The task –
Please write out all the entries exactly, without the pictures.

"""

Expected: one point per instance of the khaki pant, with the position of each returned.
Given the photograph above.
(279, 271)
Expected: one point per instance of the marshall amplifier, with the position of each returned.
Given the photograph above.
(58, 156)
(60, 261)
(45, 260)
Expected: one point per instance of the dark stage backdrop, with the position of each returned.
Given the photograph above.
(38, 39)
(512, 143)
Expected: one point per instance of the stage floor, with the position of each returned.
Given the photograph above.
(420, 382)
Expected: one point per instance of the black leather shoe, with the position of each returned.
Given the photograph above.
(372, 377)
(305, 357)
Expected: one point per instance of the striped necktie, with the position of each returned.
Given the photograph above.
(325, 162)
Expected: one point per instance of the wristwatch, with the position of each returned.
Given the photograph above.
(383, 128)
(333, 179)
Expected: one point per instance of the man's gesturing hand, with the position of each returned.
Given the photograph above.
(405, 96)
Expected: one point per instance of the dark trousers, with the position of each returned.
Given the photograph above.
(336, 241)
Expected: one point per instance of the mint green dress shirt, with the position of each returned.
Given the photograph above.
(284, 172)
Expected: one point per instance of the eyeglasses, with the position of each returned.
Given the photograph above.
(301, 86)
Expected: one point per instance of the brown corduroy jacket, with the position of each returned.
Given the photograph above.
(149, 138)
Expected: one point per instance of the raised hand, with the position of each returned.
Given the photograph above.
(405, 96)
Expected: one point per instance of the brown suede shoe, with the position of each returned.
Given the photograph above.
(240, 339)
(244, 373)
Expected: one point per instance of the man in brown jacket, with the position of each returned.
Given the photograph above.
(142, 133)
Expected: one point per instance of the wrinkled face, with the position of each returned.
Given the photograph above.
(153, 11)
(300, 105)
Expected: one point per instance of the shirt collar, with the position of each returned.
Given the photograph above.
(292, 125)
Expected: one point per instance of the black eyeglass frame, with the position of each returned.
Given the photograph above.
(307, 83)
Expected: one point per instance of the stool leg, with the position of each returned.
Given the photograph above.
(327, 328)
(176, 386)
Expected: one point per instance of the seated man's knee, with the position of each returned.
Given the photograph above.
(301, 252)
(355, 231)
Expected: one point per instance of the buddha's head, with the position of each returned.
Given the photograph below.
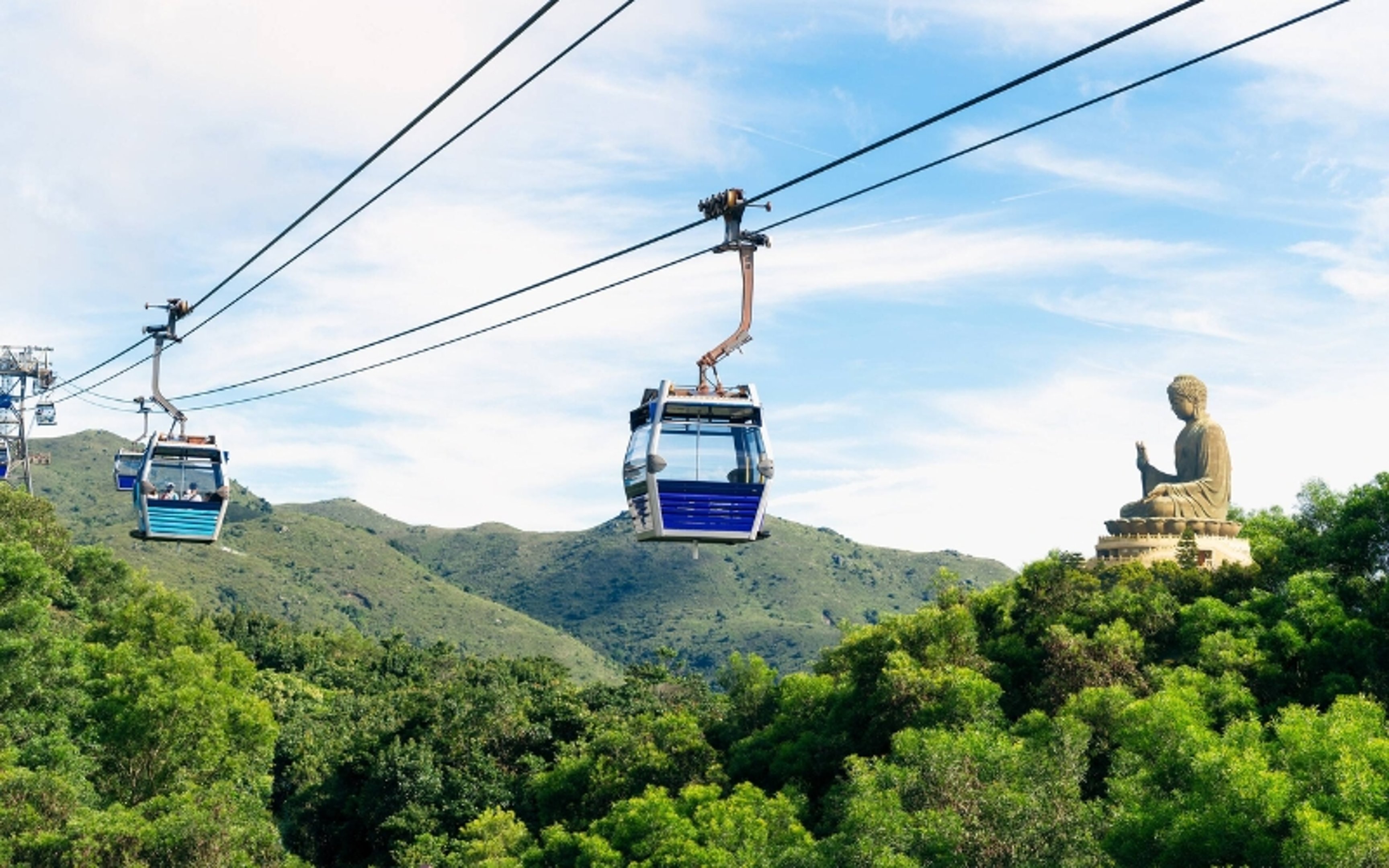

"""

Completed exercise –
Expected: one point per instance of the khaki pant, with the position of each returned.
Given the photograph above.
(279, 271)
Expected: one point per instance of the marshall amplifier, with the position of each returned.
Given the photograph above.
(58, 156)
(60, 261)
(45, 260)
Expected: one point per instance of the dark stage backdrop, with the position of each returned.
Given the photograph above.
(38, 39)
(512, 143)
Expected: one point per instance of the stage floor, with the position of each returned.
Given the photograph above.
(420, 382)
Expected: one point per instance of the black leather shoe, with the position of each returned.
Given the photograph above.
(372, 377)
(305, 357)
Expected: one point per instance of the striped necktie, with the position of each returned.
Given the photograph above.
(325, 162)
Expected: one point per instance of the wristwatch, with the position of each returned.
Given the photograph above.
(383, 128)
(333, 179)
Expected: one point per instance of the man's gesturing hand, with the position of each returned.
Given the photograph above.
(405, 96)
Expected: one point per instance of the dark trousers, with the position of each returned.
Given the photograph above.
(336, 241)
Expected: one point per instance of the mint green dress shirt, with the position of each returned.
Given the photograph above.
(284, 172)
Expected: one point per instance of the eyeglasses, with the position of each returned.
Given the photograph above.
(301, 86)
Expected: one point per instance of the brown corduroy jacket, with the position of each returned.
Given the photograph above.
(149, 138)
Expected: one point per instance of the raised hand, with the position of each returned.
Given the photograph above.
(405, 96)
Expected: one point per instance of the brown suede shoe, with the position of each returned.
Given the photograph above.
(240, 339)
(244, 373)
Expected: one point per instance of the man in brown jacket, with the position of each returned.
Given the photograph above.
(142, 133)
Expected: one point per instance of the wrinkled face, with the position of each returned.
Given the photograph above.
(153, 11)
(300, 105)
Expected: one point per instance of the shirt collar, with the position of each returned.
Given the photograph above.
(292, 125)
Expected: one point per instance of the black eyeglass frame, with the position of each returned.
Given the photograph above.
(307, 83)
Expected: one point per instance of the stool leg, with the position of each returned.
Given the photograph above.
(327, 328)
(176, 386)
Expected: one point per instance of the seated man's knee, with the position of each returned.
Given the photograph above.
(301, 252)
(355, 231)
Expected: one point per instance of the buddha's head, with the position of each returned.
Given the photograph below.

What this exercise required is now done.